→ DATA:
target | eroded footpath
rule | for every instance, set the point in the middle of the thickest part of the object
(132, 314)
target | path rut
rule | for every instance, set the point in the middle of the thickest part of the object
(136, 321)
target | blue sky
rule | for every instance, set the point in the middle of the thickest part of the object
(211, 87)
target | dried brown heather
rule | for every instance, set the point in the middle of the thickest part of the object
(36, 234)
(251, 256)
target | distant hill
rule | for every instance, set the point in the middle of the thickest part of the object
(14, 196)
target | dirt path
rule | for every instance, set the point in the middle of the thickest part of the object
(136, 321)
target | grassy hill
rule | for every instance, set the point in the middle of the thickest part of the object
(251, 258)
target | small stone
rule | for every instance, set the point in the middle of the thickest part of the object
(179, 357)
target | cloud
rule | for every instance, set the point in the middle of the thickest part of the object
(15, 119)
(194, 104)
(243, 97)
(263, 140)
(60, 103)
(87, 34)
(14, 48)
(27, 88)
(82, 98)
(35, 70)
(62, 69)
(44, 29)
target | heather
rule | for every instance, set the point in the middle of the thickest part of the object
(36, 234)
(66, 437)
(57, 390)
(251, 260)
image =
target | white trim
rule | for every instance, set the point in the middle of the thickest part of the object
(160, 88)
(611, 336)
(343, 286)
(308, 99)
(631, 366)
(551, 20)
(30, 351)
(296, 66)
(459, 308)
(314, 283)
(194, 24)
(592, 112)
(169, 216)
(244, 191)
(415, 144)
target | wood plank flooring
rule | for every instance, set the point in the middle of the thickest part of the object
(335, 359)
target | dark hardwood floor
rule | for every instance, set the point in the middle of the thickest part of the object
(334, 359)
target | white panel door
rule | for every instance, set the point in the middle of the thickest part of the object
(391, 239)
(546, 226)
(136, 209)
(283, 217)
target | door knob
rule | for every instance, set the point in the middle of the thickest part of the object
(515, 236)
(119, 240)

→ TASK DESCRIPTION:
Give back the entire listing, line for line, exactly as it stands.

→ YOUR RESPONSE:
target | eroded footpath
rule | for every instance, set the point in the middle of the thickest part of the object
(132, 314)
target | path rut
rule | for every instance, set the point in the middle of the thickest part of the object
(136, 321)
target | blue sky
rule | for every instance, set the point in the middle of the thickest part of the object
(211, 87)
target | dried brown heather
rule | for every instance, set the point in the middle of the thickest part of the object
(36, 234)
(251, 256)
target | distant hill
rule | for every instance, set the point in the middle of the thickest part of the object
(14, 196)
target | dirt path
rule | for every instance, set the point in the middle of the thickest part of the object
(136, 321)
target | grassy hill
rule | for every instance, set the point in the middle of the thickest part of the object
(251, 258)
target | small stone
rule | for every instance, set the point in the middle of the thickest part of the object
(179, 357)
target | cloud
rule | for every instance, set the point in the middle of the thickest part of the object
(15, 119)
(194, 104)
(243, 97)
(263, 140)
(60, 103)
(87, 34)
(14, 48)
(27, 88)
(82, 98)
(35, 70)
(62, 69)
(44, 29)
target | heather
rule | for every instance, set the point in the middle of the thickest part of the object
(36, 234)
(66, 437)
(57, 390)
(251, 260)
image =
target | white trim
rule | for every instance, set the point in the middle of the thickest part of the object
(160, 88)
(611, 336)
(343, 286)
(308, 99)
(631, 366)
(551, 20)
(30, 351)
(296, 66)
(459, 308)
(314, 283)
(194, 24)
(592, 112)
(169, 216)
(244, 191)
(415, 144)
target | wood plank flooring
rule | for every instance, set the point in the middle of the thickest part of the object
(335, 359)
target | dark hardwood floor
rule | for every instance, set the point in the middle of the thickest part of the object
(334, 359)
target | white panel door
rule | for every instance, set the point in the middle of the thickest part of the object
(391, 239)
(546, 226)
(136, 209)
(283, 217)
target | door knob
rule | for every instance, set the point in the middle of the thickest part of the object
(515, 236)
(119, 240)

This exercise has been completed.